- _WHAT IS BEING ASKED_
Determine how many lines of the entries below contain the string "dirt", and reply with that number alone.

- _PROVIDED INFORMATION_
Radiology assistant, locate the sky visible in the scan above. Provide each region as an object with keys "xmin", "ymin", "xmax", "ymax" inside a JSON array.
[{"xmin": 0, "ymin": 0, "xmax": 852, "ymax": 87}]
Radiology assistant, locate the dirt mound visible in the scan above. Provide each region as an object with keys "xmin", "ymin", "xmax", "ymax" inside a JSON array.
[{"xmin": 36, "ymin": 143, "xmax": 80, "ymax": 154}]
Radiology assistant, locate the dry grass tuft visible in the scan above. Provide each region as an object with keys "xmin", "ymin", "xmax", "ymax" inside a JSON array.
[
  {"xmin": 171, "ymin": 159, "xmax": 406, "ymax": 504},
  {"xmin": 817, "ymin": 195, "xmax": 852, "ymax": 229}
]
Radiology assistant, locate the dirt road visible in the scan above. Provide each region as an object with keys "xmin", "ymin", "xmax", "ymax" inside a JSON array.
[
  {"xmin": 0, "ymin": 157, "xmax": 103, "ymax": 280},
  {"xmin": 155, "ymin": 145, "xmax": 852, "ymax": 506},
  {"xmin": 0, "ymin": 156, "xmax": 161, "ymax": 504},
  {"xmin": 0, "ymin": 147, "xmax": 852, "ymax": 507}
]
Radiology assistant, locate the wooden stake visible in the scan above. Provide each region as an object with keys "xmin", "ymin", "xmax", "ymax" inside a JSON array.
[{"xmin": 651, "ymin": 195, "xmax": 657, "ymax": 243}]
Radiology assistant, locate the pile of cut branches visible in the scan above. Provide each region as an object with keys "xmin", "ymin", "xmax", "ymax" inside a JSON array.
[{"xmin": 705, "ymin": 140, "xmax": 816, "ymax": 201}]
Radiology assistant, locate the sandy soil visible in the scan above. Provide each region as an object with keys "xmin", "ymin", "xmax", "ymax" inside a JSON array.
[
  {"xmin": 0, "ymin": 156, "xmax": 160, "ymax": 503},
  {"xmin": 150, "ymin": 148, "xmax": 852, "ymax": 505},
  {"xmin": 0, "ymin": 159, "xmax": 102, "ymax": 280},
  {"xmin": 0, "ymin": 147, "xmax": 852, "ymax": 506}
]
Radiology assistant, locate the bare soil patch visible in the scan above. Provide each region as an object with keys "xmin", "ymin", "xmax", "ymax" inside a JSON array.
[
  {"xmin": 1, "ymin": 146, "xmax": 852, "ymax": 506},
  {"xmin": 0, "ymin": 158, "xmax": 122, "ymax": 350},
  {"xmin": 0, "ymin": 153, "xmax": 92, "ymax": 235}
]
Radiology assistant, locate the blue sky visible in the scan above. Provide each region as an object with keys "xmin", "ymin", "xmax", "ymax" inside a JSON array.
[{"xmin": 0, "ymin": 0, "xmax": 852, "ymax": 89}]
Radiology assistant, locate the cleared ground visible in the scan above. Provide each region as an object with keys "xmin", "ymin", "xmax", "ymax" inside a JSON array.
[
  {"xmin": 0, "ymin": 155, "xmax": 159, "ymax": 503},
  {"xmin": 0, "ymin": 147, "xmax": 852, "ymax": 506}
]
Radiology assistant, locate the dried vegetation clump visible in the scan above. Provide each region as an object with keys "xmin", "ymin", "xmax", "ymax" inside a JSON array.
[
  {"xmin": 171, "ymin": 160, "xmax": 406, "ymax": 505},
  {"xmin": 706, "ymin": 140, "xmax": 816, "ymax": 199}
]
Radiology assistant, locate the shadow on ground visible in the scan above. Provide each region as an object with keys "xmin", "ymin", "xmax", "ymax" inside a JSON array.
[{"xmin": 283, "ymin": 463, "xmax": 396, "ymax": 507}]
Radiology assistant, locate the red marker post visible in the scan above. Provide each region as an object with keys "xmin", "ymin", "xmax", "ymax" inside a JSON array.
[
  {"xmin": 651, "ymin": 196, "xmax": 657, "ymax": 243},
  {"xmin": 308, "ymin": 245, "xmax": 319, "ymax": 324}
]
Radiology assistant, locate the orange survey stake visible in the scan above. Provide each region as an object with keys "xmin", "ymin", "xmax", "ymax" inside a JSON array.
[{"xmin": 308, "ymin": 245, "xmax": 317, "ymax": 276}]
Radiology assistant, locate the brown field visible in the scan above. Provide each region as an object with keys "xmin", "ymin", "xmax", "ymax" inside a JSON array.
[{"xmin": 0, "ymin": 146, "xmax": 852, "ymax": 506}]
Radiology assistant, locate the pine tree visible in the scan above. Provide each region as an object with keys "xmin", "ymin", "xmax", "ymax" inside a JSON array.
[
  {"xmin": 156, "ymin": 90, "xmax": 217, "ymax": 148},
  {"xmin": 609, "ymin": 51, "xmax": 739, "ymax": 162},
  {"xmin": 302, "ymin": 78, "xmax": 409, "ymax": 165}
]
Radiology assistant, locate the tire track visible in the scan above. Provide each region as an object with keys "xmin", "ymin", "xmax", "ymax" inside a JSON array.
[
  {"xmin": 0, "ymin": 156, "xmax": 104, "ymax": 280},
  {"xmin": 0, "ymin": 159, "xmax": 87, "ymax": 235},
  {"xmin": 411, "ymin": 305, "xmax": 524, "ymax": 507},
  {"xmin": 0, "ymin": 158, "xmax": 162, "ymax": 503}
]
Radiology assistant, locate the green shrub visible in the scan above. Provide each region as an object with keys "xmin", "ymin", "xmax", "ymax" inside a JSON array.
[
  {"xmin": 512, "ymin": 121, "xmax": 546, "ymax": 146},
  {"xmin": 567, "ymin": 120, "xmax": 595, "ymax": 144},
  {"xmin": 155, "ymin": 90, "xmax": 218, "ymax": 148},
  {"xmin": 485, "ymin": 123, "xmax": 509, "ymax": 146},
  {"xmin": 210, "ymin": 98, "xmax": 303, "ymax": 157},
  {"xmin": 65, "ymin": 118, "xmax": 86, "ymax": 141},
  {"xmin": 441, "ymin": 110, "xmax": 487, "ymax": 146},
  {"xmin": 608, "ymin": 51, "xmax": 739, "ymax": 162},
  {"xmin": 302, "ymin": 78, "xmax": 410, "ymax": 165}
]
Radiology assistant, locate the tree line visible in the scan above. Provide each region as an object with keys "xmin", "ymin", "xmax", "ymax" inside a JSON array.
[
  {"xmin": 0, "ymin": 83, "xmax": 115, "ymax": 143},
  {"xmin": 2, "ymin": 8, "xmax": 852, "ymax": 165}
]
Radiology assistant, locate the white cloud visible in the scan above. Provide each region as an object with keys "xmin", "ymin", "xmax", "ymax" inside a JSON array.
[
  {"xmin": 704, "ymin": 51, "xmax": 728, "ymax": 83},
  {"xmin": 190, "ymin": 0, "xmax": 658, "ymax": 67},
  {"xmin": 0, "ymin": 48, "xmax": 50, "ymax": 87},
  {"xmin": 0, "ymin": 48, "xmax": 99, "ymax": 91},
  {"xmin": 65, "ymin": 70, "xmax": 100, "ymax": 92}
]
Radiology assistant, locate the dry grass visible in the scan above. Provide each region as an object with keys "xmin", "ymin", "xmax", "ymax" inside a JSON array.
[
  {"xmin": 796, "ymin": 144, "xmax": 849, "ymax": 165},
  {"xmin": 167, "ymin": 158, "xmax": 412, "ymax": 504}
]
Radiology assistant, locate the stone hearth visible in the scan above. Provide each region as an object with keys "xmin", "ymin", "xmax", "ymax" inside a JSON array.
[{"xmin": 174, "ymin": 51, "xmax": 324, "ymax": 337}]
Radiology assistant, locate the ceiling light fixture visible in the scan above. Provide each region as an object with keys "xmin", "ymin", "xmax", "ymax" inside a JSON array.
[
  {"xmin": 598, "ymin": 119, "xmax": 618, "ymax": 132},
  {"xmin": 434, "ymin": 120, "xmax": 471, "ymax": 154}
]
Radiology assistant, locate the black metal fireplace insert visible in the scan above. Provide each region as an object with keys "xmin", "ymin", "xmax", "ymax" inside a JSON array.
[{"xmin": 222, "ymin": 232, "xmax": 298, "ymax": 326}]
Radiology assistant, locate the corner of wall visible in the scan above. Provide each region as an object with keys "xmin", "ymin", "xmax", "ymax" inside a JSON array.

- _FULL ANSWER_
2